# [What you should do]
Repeat every line of the data below word for word, in the same order.

* * *

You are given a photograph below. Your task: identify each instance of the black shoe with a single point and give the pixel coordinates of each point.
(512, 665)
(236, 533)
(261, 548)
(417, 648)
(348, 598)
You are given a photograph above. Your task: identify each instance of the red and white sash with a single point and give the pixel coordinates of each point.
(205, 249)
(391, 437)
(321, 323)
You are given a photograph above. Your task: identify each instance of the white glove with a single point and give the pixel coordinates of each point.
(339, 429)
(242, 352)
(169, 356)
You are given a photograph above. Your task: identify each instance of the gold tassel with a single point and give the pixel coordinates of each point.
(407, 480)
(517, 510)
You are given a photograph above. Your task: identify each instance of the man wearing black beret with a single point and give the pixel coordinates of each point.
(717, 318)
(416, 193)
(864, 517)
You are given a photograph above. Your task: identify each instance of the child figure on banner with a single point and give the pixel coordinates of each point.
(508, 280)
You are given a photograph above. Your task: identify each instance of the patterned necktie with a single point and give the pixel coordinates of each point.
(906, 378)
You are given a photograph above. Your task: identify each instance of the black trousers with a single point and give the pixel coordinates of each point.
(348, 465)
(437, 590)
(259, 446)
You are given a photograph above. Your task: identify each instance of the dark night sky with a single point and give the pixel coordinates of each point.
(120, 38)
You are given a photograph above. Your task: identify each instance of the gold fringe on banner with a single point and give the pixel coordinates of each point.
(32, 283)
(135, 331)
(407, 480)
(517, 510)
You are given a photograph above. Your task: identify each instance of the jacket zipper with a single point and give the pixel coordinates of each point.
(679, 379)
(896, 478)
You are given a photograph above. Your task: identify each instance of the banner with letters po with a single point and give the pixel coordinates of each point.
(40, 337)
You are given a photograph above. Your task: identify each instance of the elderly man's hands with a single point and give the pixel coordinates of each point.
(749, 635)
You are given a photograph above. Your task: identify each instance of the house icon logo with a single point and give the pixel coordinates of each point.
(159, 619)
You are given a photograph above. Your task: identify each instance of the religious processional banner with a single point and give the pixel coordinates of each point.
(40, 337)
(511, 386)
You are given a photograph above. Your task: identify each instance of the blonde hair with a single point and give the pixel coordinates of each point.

* * *

# [Full solution]
You are given a photograph below. Your task: identify each instance of the black shoe with a single point and give the pixel coordinates of each point.
(512, 665)
(236, 533)
(261, 548)
(417, 648)
(348, 598)
You are given a photograph above. Your task: identify each instance of the red and white sash with a single point and give the pixel coordinates of each point.
(205, 249)
(391, 437)
(321, 323)
You are given a photograph above. Your task: identify each instance of the white glove with a single point and give the pixel coordinates of each point.
(339, 429)
(242, 352)
(169, 356)
You are given a photograph above. Your task: identify each instance of the gold tassel with a single point and give the pixel coordinates of each point.
(407, 480)
(517, 510)
You are given a photograph above. Your task: identify each instance of the man wearing black beret with a single point and give the pixel coordinates of each point.
(717, 318)
(416, 193)
(864, 517)
You are given a photograph above. Your task: identify each instance of the child figure on banner with a single point and give the pixel coordinates of each point.
(508, 280)
You are given a photograph above. Your task: identify each instance of the patterned necktie with a single point and give the pixel coordinates of each point.
(906, 378)
You are given a photograph above. Your task: identify each instance of the black trousers with a single point and give the pixel coordinates of each point.
(348, 465)
(437, 590)
(259, 446)
You are given a photograph above. Your task: identify each instance of the dark night sky with a single point and give the pixel coordinates of each point.
(120, 38)
You are given a photograph above. Your task: identify each instance of the gold fringe on banner with a single point and give the pixel coordinates of each point.
(32, 283)
(135, 331)
(407, 480)
(517, 510)
You are given a photograph above. Your task: identify each instance of the jacket zipper with a single point and give the pixel coordinates of each point.
(679, 379)
(896, 478)
You are given a photograph above. Your task: identify each instance of the banner with letters po with a single point and give the pixel coordinates of each point.
(40, 337)
You are given a photograph above. Your task: identify each instance of the elderly man's hands with a single point and give the pixel coordinates of each point.
(749, 635)
You are given a photograph above. Your task: identify each instance of the house icon logo with a single point and give the pixel coordinates of each point.
(159, 619)
You are given a photograph above. Your task: identify each instance of the religious processional banner with a single point and give the pixel coordinates of each point.
(40, 337)
(511, 386)
You are given a photograph above. Your task: identify each instance of the blonde hair with a single point and give the pixel coordinates of each point.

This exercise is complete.